[À PRODUIRE]
Repérez dans les lignes ci-dessous toutes celles qui contiennent la chaîne « trunk » et recopiez-les. La casse compte.
------------------------------------------------------------------------
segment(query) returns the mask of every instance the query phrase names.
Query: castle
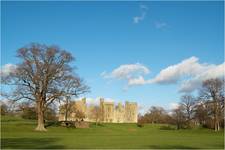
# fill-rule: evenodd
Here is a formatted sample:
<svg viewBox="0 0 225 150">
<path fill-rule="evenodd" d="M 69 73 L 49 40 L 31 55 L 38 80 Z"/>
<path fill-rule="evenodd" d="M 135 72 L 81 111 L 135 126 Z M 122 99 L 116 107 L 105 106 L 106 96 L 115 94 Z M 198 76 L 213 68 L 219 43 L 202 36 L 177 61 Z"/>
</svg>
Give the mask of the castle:
<svg viewBox="0 0 225 150">
<path fill-rule="evenodd" d="M 82 100 L 75 101 L 72 104 L 72 109 L 82 112 L 85 116 L 84 121 L 95 122 L 93 119 L 93 106 L 87 106 L 86 98 Z M 138 107 L 135 102 L 125 102 L 125 105 L 118 103 L 115 105 L 114 102 L 105 101 L 103 98 L 100 98 L 100 121 L 106 123 L 136 123 Z M 68 115 L 68 121 L 75 121 L 76 113 L 73 112 Z M 59 121 L 65 121 L 65 113 L 61 111 L 59 113 Z"/>
</svg>

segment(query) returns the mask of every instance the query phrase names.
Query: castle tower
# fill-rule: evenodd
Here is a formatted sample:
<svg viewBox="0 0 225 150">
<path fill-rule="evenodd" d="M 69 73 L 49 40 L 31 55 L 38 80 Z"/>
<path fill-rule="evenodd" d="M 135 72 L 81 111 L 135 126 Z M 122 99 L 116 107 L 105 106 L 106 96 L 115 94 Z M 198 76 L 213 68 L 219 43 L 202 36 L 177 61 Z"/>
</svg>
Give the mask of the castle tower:
<svg viewBox="0 0 225 150">
<path fill-rule="evenodd" d="M 125 122 L 136 123 L 137 122 L 137 103 L 127 102 L 125 103 Z"/>
<path fill-rule="evenodd" d="M 114 122 L 123 123 L 124 122 L 125 109 L 122 103 L 118 103 L 114 112 Z"/>
</svg>

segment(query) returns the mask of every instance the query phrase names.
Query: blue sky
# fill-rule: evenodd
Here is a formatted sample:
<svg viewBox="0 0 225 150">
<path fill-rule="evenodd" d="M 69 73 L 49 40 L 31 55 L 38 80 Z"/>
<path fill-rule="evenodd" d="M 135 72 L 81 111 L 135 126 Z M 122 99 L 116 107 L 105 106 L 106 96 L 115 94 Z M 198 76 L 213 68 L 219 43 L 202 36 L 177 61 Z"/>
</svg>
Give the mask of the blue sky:
<svg viewBox="0 0 225 150">
<path fill-rule="evenodd" d="M 86 97 L 166 108 L 187 82 L 221 76 L 223 2 L 1 4 L 2 70 L 18 63 L 16 50 L 30 42 L 56 44 L 76 57 L 77 72 L 91 87 Z"/>
</svg>

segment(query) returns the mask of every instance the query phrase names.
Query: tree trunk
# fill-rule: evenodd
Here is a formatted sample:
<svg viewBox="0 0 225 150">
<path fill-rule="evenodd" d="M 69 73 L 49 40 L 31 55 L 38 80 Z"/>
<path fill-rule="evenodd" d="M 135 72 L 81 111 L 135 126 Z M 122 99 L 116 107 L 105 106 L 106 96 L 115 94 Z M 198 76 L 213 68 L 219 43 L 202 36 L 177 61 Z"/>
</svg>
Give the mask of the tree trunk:
<svg viewBox="0 0 225 150">
<path fill-rule="evenodd" d="M 68 101 L 66 100 L 66 114 L 65 114 L 65 121 L 67 121 L 68 118 Z"/>
<path fill-rule="evenodd" d="M 42 103 L 37 103 L 37 114 L 38 114 L 38 125 L 36 127 L 36 131 L 47 131 L 44 125 L 44 111 L 42 108 Z"/>
</svg>

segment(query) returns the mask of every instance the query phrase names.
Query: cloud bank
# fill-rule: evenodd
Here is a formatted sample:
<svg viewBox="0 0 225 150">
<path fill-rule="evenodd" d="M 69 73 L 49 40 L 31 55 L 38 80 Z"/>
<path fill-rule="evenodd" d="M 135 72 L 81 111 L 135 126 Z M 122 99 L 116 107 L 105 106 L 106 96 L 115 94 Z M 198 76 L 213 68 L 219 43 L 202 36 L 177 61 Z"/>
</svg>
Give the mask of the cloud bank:
<svg viewBox="0 0 225 150">
<path fill-rule="evenodd" d="M 179 92 L 192 92 L 201 86 L 203 80 L 224 77 L 225 63 L 215 65 L 200 63 L 195 56 L 162 69 L 154 78 L 145 79 L 150 69 L 140 63 L 121 65 L 104 78 L 126 80 L 128 86 L 145 84 L 178 84 Z"/>
<path fill-rule="evenodd" d="M 148 10 L 148 7 L 146 5 L 140 5 L 139 7 L 140 7 L 141 14 L 139 16 L 133 17 L 133 22 L 136 24 L 145 19 L 145 16 Z"/>
<path fill-rule="evenodd" d="M 12 73 L 16 69 L 16 65 L 14 64 L 5 64 L 1 67 L 0 77 L 7 76 Z"/>
</svg>

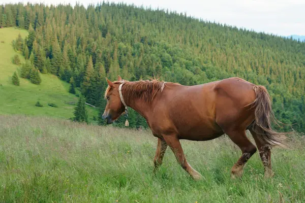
------------------------------------------------------------------------
[RÉPONSE RÉDIGÉE]
Query: tree trunk
Give the mask of the tree trunk:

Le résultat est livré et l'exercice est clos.